=== Document extract ===

Not bad, although the reason CGI in most movies cost so much is because the people doing the CGI don't work for free as this person did. :D
 
Not bad, although the reason CGI in most movies cost so much is because the people doing the CGI don't work for free as this person did. :D

One guy spent 6 months doing it. Assume an annual salary of $200K for a high quality cgi artist.

That'd still put the 10 min short at a $200K production budget.
 
Good story, and good effects. It had me interested for the whole 9+ minutes.
 
CGI costs are pretty ludicrous, some production companies can charge over $1,000 per frame of post production CGI. And then addon costs for object rendering and more detailed work. Fuck game design, if you can model then movie production is where the big bucks are.
 
CGI production costs in America are jacked up and unrealistic. In other words, doing CGI production shouldn't cost as much as it does for the awful quality we get from Hollywood movies. America sux.
 
It probably would've cost less to recreate Pandora for Avatar than it did for them to CGI the entire movie :D
 
One guy spent 6 months doing it. Assume an annual salary of $200K for a high quality cgi artist.

That'd still put the 10 min short at a $200K production budget.

Some other things to consider though -

It isn't 10 minutes (frames worth) of CG, or anymore close that.

Equipment (hardware and software) costs.

The modeling was outsourced for this (it notes this on the Vimeo page).

=== Given records ===

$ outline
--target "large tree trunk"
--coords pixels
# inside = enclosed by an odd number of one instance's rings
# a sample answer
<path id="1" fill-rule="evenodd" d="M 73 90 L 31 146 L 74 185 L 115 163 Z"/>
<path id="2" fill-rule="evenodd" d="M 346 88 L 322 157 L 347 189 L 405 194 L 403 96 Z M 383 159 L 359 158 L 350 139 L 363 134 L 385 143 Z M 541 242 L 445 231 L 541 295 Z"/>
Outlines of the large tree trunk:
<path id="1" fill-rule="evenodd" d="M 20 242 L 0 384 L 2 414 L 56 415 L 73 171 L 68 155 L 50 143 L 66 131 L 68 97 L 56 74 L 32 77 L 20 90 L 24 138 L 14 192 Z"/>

===

## [Work instructions]
In the CGI discussion, how long did one guy spend making the short? Please rely on the CGI discussion alone, not on the listing.

## [Completed exercise]
6 months.